For the records below, give the number of lines containing the word "that" and no other text.

=== Provided data ===

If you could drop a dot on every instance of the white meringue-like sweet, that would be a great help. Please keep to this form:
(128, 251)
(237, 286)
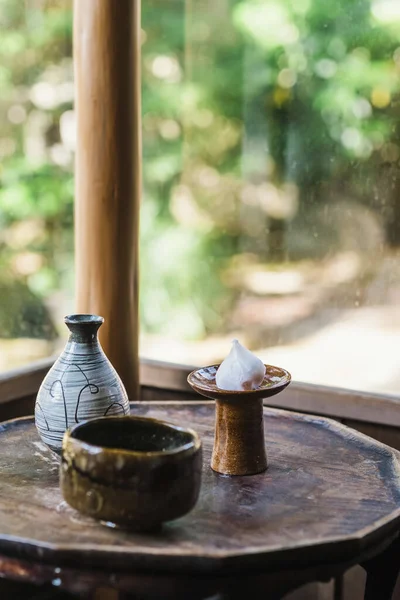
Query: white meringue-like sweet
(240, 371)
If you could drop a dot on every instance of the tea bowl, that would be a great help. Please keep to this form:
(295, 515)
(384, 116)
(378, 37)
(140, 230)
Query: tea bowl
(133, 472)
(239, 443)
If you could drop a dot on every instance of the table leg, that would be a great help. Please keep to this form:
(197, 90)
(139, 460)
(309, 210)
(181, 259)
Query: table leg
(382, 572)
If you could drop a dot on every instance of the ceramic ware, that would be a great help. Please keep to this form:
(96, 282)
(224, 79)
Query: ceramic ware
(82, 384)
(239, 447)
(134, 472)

===
=== Provided data ===

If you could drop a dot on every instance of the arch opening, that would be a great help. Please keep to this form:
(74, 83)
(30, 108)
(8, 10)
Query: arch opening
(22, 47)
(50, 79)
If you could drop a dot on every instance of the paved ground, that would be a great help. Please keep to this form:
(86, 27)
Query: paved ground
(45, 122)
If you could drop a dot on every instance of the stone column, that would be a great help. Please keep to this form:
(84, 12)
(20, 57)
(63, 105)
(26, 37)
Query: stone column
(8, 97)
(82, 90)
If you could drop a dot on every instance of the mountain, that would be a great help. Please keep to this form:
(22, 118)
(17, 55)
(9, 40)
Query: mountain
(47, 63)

===

## Answer for the task
8